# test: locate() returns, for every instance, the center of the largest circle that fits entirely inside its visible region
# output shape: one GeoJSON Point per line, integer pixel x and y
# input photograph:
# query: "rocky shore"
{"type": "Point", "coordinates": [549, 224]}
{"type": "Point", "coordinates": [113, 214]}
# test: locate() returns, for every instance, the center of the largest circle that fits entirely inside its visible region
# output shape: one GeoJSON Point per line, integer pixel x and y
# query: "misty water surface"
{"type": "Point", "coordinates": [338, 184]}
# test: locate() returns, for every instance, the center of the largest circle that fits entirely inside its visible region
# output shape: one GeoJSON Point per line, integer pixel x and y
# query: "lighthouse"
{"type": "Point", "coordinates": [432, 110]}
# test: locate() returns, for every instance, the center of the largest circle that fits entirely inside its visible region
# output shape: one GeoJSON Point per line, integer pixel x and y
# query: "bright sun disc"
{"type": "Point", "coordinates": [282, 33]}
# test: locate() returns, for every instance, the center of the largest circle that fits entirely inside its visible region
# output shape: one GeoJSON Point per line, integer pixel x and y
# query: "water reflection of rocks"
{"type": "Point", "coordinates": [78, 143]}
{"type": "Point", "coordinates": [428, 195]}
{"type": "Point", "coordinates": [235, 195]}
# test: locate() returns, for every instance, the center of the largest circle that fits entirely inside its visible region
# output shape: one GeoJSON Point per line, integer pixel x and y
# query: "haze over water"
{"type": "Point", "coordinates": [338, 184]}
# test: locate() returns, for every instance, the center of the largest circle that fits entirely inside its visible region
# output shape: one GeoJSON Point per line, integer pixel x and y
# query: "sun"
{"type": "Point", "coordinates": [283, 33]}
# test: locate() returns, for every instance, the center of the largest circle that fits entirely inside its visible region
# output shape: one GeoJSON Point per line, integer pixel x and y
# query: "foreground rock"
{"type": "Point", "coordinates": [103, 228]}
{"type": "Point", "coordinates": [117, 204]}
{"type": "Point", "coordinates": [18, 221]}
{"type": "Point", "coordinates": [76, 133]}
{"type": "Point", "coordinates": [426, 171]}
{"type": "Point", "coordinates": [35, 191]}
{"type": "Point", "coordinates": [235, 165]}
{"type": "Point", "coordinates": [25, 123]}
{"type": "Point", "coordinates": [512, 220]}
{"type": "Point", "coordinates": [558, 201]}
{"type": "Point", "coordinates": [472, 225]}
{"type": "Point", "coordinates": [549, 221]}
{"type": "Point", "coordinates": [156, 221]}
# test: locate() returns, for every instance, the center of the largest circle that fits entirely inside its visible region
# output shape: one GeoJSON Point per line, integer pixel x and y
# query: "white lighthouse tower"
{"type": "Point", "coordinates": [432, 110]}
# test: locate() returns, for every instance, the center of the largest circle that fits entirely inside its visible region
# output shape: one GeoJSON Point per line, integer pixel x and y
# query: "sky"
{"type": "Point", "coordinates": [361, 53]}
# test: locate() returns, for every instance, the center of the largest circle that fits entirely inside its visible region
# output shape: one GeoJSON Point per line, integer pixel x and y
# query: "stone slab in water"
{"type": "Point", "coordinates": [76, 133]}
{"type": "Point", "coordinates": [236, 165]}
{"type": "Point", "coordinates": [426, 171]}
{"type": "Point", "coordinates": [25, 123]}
########
Print out the whole listing exactly as it appears.

# test: locate() returns, for every instance, the center of the largest circle that fits entirely inside its visible region
# output shape: one GeoJSON Point per line, integer pixel x and y
# input photograph:
# query: "rocky shore"
{"type": "Point", "coordinates": [549, 224]}
{"type": "Point", "coordinates": [113, 214]}
# test: locate() returns, for every instance, the center of the largest circle that fits entirely inside its visible region
# output shape: one GeoJSON Point per line, integer pixel x and y
# query: "misty water surface"
{"type": "Point", "coordinates": [338, 184]}
# test: locate() returns, for every instance, the center of the largest circle that fits entirely inside its visible region
# output shape: one GeoJSON Point per line, integer pixel x and y
# query: "lighthouse"
{"type": "Point", "coordinates": [432, 110]}
# test: locate() returns, for every instance, the center of the largest circle that fits entirely inside its visible region
# output shape: one GeoJSON Point per line, integer pixel x and y
# query: "bright sun disc"
{"type": "Point", "coordinates": [282, 33]}
# test: locate() returns, for every instance, the center of the largest circle that fits entirely inside its visible region
# output shape: one GeoJSON Point per line, integer pixel x and y
# query: "water reflection of rocks"
{"type": "Point", "coordinates": [78, 143]}
{"type": "Point", "coordinates": [428, 195]}
{"type": "Point", "coordinates": [235, 195]}
# test: locate() returns, for every instance, the center of the largest circle that fits entirely inside its visible region
# output shape: one GeoJSON Point per line, integer pixel x and y
# query: "haze over water"
{"type": "Point", "coordinates": [338, 184]}
# test: locate() returns, for every instance, the center of the largest circle that fits entirely inside its visible region
# output shape: one GeoJSON Point per line, integer pixel x and y
# query: "sun"
{"type": "Point", "coordinates": [283, 33]}
# test: locate() returns, for every instance, the center of the largest circle that fits entirely inside its visible region
# output shape: one GeoJSON Point per line, integer pixel x and y
# query: "foreground rock"
{"type": "Point", "coordinates": [103, 228]}
{"type": "Point", "coordinates": [117, 204]}
{"type": "Point", "coordinates": [18, 221]}
{"type": "Point", "coordinates": [76, 133]}
{"type": "Point", "coordinates": [426, 171]}
{"type": "Point", "coordinates": [35, 191]}
{"type": "Point", "coordinates": [235, 165]}
{"type": "Point", "coordinates": [25, 123]}
{"type": "Point", "coordinates": [512, 220]}
{"type": "Point", "coordinates": [558, 201]}
{"type": "Point", "coordinates": [472, 225]}
{"type": "Point", "coordinates": [549, 221]}
{"type": "Point", "coordinates": [156, 221]}
# test: locate() returns, for every instance, the center of the largest circle that fits entirely inside its visible region
# output shape: one GeoJSON Point per line, integer pixel x and y
# query: "white lighthouse tower"
{"type": "Point", "coordinates": [432, 110]}
# test: locate() returns, for every instance, the center of the largest circle that fits entirely inside its visible region
# output shape: one GeoJSON Point per line, integer pixel x and y
# query: "sky"
{"type": "Point", "coordinates": [361, 53]}
# test: locate() returns, for every instance, the center of the largest circle that fits entirely inside its visible region
# output shape: one GeoJSON Point per line, integer pixel x and y
# query: "stone slab in water"
{"type": "Point", "coordinates": [76, 133]}
{"type": "Point", "coordinates": [236, 165]}
{"type": "Point", "coordinates": [426, 171]}
{"type": "Point", "coordinates": [25, 123]}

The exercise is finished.